— Begin Source text —

On Friday, 7 de October de 2011 20:08:55 Samuel Rødal wrote:
> > Agreed, animating stuff, drawing custom widgets etc. is indeed much
> > easier in QML. But to repeat: I don't want to animate, I don't want
> > custom widgets (and I am talking about the "ordinary" and typical user
> > interface elements such as buttons, comboboxes, not about "custom
> > widgets" such as graphs, stock tickers or what not).
> >
> > So all this doesn't bring me any value.
>
> It's not necessarily about glaring animations, rather of subtle fading
> etc (which granted can be done with QWidgets as well, but in a way
> that's less easy to experiment with and tweak for a designer). See the
> YouTube video in this blog post to see the possibilities:
>
> http://labs.qt.nokia.com/2011/03/10/qml-components-for-desktop/

Till, I think Samuel's words here are the issue that you're missing. The main
message of  your email seemed to be "I can do my UI today with Qt 4, therefore
I will be able to do that for the next 5 years". That strikes me as rather
naïve...

— End Source text —
— Begin Data provided —

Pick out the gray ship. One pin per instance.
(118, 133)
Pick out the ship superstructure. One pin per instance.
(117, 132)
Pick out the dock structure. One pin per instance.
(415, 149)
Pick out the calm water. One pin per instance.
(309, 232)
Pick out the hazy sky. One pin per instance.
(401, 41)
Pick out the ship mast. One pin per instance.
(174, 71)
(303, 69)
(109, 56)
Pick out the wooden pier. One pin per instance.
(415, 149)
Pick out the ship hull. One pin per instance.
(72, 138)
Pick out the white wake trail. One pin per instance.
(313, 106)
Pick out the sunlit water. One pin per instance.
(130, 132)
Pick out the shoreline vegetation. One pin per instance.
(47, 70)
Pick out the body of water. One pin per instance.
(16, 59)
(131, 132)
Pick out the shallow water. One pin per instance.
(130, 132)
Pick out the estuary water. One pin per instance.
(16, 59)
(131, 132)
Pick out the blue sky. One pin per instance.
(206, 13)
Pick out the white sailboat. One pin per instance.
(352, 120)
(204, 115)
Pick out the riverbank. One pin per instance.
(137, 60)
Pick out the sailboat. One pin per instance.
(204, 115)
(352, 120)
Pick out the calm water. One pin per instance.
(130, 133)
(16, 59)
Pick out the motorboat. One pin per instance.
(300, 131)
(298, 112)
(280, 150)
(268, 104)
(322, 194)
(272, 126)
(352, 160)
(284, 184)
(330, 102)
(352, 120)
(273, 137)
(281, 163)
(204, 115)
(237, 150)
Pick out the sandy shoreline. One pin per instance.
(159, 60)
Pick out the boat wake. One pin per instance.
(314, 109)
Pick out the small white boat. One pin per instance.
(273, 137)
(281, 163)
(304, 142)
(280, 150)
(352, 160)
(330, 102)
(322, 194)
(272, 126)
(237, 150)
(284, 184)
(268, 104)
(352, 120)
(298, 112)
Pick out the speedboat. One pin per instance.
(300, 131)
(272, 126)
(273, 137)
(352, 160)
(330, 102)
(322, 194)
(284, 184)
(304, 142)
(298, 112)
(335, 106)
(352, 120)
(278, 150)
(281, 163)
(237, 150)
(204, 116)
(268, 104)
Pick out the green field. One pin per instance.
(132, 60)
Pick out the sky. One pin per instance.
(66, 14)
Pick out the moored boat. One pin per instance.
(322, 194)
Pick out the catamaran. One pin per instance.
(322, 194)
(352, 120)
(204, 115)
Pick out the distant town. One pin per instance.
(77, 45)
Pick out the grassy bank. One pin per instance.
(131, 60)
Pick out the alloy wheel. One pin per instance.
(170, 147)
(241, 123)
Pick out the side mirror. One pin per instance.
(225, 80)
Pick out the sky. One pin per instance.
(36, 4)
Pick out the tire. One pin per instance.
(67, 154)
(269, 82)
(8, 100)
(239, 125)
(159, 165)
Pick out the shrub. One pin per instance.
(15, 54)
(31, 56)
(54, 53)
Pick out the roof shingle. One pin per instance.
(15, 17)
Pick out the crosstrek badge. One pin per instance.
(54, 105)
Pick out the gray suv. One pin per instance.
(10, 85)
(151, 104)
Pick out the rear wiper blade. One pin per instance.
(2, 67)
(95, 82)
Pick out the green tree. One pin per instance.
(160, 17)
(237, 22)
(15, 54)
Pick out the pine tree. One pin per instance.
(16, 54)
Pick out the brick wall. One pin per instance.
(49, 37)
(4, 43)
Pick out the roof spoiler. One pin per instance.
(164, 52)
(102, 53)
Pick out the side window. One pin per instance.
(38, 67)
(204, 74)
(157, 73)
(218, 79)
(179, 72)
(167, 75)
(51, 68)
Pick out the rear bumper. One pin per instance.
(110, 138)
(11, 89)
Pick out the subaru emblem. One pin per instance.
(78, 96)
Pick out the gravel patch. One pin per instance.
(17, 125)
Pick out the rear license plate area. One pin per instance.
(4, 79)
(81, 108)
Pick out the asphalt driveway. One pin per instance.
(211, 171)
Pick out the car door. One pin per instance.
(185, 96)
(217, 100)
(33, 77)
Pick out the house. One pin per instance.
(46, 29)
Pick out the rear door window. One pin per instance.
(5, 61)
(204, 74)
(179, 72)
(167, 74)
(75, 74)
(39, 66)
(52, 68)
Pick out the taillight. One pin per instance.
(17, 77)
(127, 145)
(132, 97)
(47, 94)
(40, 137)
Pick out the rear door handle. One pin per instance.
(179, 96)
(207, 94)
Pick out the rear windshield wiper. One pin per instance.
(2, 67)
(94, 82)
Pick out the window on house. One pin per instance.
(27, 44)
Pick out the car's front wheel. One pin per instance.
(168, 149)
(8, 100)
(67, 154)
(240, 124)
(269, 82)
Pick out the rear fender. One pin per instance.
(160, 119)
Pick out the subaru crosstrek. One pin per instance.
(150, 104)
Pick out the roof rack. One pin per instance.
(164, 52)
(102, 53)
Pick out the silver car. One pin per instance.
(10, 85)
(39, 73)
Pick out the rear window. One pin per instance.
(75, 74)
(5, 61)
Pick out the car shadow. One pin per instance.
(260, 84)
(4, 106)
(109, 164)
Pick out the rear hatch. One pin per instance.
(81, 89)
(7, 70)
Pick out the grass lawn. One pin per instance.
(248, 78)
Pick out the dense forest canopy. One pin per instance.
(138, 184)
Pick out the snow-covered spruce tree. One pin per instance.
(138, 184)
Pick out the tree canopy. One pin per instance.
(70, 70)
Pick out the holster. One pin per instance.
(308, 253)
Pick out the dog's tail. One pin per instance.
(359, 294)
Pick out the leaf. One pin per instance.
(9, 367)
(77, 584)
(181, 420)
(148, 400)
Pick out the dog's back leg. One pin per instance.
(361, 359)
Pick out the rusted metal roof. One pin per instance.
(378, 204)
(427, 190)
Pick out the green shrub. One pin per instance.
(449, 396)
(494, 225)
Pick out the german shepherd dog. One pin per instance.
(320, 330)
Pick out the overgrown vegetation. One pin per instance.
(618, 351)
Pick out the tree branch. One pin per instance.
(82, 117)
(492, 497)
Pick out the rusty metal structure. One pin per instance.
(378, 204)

— End Data provided —

▸ What to do
1) Translate this sentence from the QML thread into French: "Till, I think Samuel's words here are the issue that you're missing."
2) Reproduce the QML thread from "On Friday, 7" to "or what not).".

▸ Replies
1) Till, je pense que les propos de Samuel ici sont justement le point qui vous échappe.

2)
On Friday, 7 de October de 2011 20:08:55 Samuel Rødal wrote:
> > Agreed, animating stuff, drawing custom widgets etc. is indeed much
> > easier in QML. But to repeat: I don't want to animate, I don't want
> > custom widgets (and I am talking about the "ordinary" and typical user
> > interface elements such as buttons, comboboxes, not about "custom
> > widgets" such as graphs, stock tickers or what not).